▸ **Material provided**
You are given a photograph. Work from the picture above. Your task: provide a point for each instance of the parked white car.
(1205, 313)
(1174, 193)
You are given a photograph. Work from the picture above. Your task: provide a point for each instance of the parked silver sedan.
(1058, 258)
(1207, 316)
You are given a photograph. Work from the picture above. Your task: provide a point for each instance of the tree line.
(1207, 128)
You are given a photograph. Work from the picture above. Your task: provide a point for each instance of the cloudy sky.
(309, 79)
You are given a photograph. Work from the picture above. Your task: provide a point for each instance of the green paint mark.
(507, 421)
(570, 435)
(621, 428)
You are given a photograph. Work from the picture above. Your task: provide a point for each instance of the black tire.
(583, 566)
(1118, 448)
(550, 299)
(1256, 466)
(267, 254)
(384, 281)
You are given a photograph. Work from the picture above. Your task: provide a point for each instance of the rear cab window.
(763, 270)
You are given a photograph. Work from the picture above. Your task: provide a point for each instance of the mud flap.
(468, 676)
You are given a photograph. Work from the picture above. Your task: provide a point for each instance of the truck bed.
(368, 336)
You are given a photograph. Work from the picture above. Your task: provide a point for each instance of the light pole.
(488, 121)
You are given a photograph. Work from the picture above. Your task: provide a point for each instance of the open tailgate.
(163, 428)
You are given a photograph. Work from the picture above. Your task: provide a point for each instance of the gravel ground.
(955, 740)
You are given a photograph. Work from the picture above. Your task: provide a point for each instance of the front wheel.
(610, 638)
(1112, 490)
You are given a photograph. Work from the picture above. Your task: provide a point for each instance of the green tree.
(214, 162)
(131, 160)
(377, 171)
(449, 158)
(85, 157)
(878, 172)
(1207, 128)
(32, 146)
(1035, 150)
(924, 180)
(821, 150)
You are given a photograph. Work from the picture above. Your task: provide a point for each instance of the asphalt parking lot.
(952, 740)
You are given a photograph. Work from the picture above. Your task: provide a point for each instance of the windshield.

▸ **Task**
Rewrite the part that opens with the line containing "the front wheel." and closes with the line containing "(1112, 490)". Keep the request line unchanged and raise every coordinate in the answer points by 17.

▸ **The output**
You are given a photograph. Work from the picture above. Your task: provide a point for each instance of the front wheel.
(627, 655)
(1129, 507)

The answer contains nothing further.